What is asked:
1. In the Linux flashcards, which binary file does uptime read its information from?
2. Print the stretch of the Linux flashcards from "It only applies" through "less crowded VM).".
3. Carry on the Linux flashcards from where they stop.

Passage:
Linux Flashcards
What does uptime
tell you? Where does it get its info from?
Uptime, logged in user count, load average for past 1, 5, 15 minutes
Reads from binary file /var/run/utmp
Name 3 ways to see when the system was last booted.
who -b
uptime
last reboot | head -1
Where can you see steal time? What does it affect? What is too much? What can be done?
Steal time can be seen in iostat.
It only applies to virtualization, basically it means a process had to wait for the cpu to complete some other task in a different virtualization instance.
More than 10% for 20+ minutes is no good.
Maybe the host isn’t fast enough to handle everything or maybe it’s just too crowded (in that case move to a less crowded VM).
https://scoutapm.com/blog/understanding-cpu-steal-time-when-should-you-be-worried
What is nice time? Where can you see it? What does it mean?
Can bee seen with iostat or top. It’s the amount of time processes with positive priorities are running. If things get busy, some processes will throttle back. Note, negative priority processes do not show up under nice time.
With nice/setpriority, explain which direction from zero is more favorable to the system and which is more favorable to the process. What is the max value both ways?

Data block:
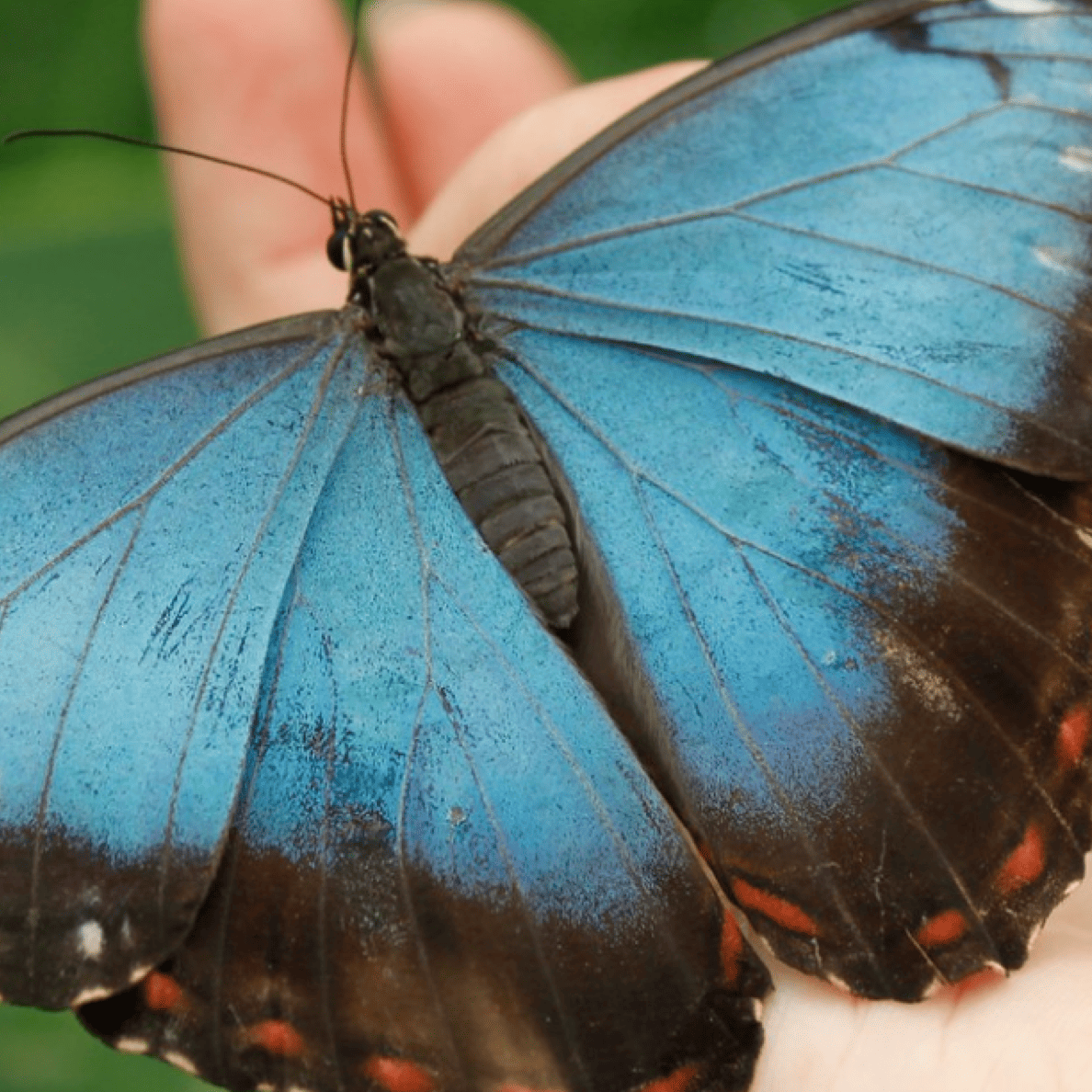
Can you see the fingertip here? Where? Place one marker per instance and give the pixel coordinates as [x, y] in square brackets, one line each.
[450, 74]
[528, 146]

Exercise responses:
1. /var/run/utmp

2.
It only applies to virtualization, basically it means a process had to wait for the cpu to complete some other task in a different virtualization instance.
More than 10% for 20+ minutes is no good.
Maybe the host isn’t fast enough to handle everything or maybe it’s just too crowded (in that case move to a less crowded VM).

3.
Positive is more favorable to the system, negative is more favorable to the process. 20/-20 are the max/min
How do you run a process with altered priority? Why would you want to do this
nice
If its non critical you can set a positive priority to allow it to throttle back if system gets busy. You can set a negative value if it’s critical and have privileges but you may want to consider a better design that doesn’t rely on this as system can become unstable if it takes over.
How do you alter the priority of an already running process?
renice
What does iostat show you?
Averages for time spent in cpu states since boot (or while running at predefined intervals) as well as block device statistics like read per second, total, etc
What is system time % (as opposed to user time %)? Where do you see it?
CPU time spent executing system code (aka kernel instructions), non userspace. Iostat or top or similiar. Should be as low as possible, but can spike high for input/output to console or else-wise.
What can sar do?
Basically logs iostat over time but extra ability is it can break down cpu stats by processor with -P ALL
so you can see if a single core is going wonky.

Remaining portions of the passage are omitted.